TASK ITEM
The listing below contains a span that opens with the line containing "Target: savanna grass" and closes with the line containing "Target: tree trunk". Return that span exactly.

SOURCE DATA
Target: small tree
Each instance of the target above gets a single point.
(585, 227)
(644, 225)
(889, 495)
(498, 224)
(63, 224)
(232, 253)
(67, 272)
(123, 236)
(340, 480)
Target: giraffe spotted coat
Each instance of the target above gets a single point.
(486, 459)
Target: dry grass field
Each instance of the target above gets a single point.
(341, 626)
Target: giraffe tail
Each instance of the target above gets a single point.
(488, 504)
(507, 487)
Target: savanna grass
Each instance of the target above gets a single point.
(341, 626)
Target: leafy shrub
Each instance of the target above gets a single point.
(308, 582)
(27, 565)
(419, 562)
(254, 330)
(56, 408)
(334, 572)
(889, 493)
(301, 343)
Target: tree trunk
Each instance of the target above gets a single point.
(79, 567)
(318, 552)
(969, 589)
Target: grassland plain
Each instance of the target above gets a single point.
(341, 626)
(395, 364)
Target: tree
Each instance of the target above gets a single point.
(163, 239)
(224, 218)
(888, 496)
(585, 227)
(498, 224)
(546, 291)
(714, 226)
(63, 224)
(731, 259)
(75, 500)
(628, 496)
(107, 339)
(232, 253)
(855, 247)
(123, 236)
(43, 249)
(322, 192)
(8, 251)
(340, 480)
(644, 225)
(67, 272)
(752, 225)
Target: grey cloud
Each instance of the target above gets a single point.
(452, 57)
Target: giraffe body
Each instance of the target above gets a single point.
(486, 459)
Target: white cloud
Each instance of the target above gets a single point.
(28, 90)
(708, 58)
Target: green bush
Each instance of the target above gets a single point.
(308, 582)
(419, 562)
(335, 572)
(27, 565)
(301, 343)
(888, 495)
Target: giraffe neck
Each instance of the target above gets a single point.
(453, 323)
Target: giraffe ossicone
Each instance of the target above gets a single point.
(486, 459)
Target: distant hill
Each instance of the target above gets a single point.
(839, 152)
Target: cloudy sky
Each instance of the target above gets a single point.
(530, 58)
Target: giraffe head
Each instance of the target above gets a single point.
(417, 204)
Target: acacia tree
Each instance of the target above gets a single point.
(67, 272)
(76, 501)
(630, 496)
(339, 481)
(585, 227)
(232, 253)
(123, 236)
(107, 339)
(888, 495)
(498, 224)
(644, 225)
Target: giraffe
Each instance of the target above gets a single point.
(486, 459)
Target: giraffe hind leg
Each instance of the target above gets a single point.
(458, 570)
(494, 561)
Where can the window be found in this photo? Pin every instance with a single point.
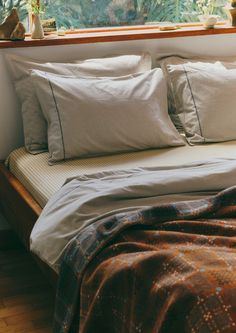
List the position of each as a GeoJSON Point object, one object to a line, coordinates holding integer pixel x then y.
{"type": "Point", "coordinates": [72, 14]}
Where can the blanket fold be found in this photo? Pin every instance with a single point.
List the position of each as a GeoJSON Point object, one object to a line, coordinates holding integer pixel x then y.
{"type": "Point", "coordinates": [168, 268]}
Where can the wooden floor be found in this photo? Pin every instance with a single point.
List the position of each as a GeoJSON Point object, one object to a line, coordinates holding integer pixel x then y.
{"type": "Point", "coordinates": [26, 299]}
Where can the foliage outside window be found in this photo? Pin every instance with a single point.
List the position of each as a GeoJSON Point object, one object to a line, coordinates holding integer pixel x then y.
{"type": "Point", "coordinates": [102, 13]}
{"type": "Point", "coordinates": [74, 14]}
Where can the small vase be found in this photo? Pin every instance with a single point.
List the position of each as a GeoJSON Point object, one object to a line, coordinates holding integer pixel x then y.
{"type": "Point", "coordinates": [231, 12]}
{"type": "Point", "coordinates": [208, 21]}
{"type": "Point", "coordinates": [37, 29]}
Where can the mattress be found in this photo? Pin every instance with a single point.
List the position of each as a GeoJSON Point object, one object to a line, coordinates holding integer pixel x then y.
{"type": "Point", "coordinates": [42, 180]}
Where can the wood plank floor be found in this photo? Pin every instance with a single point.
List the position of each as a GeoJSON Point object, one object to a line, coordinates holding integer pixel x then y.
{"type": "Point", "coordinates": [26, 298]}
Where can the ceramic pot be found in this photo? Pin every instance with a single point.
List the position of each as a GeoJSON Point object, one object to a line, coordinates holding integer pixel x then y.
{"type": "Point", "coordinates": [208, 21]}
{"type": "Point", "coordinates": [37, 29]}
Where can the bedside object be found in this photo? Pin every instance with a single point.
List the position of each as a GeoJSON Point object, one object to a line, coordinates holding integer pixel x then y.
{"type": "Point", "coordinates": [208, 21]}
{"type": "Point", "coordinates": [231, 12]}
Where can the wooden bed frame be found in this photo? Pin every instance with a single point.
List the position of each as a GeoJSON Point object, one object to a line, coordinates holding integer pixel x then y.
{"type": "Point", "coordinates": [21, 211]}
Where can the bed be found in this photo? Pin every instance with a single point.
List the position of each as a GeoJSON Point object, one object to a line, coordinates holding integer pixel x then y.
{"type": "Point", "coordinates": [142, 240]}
--
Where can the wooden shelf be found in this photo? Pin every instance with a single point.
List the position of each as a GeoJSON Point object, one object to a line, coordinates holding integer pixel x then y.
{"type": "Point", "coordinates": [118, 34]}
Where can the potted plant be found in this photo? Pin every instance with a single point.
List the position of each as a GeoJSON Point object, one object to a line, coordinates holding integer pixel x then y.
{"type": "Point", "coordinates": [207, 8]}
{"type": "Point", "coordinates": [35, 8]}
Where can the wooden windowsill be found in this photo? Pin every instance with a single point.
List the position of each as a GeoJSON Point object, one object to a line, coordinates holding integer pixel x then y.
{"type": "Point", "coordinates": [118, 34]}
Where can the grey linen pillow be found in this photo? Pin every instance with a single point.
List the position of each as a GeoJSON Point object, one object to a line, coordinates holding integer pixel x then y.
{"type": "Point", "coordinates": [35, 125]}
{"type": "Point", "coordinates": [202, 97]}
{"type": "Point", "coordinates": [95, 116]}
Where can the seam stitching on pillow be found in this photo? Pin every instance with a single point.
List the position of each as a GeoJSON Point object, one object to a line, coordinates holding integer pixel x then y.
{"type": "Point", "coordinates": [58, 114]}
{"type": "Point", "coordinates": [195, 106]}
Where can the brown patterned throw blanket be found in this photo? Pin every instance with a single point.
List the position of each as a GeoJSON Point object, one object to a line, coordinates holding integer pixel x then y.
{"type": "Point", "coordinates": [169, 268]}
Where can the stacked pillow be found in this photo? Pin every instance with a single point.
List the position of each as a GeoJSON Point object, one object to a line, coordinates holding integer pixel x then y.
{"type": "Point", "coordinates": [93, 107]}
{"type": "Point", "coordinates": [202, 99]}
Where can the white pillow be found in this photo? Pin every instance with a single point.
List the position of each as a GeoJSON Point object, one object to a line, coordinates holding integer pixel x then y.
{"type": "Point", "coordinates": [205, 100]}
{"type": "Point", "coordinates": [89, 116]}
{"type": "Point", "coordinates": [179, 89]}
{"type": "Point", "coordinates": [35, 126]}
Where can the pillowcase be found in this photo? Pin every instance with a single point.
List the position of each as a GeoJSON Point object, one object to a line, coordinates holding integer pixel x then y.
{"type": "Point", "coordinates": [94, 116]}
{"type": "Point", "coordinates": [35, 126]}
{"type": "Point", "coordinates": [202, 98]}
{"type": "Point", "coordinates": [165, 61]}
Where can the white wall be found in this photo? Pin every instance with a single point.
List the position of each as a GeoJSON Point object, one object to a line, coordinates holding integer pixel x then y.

REPLY TO THE TASK
Target: savanna grass
Each instance of the target above gets a single point.
(341, 626)
Target: leafy shrub
Each instance of the target above gets a single point.
(308, 582)
(27, 565)
(419, 562)
(254, 330)
(56, 408)
(334, 572)
(889, 493)
(301, 343)
Target: tree trunk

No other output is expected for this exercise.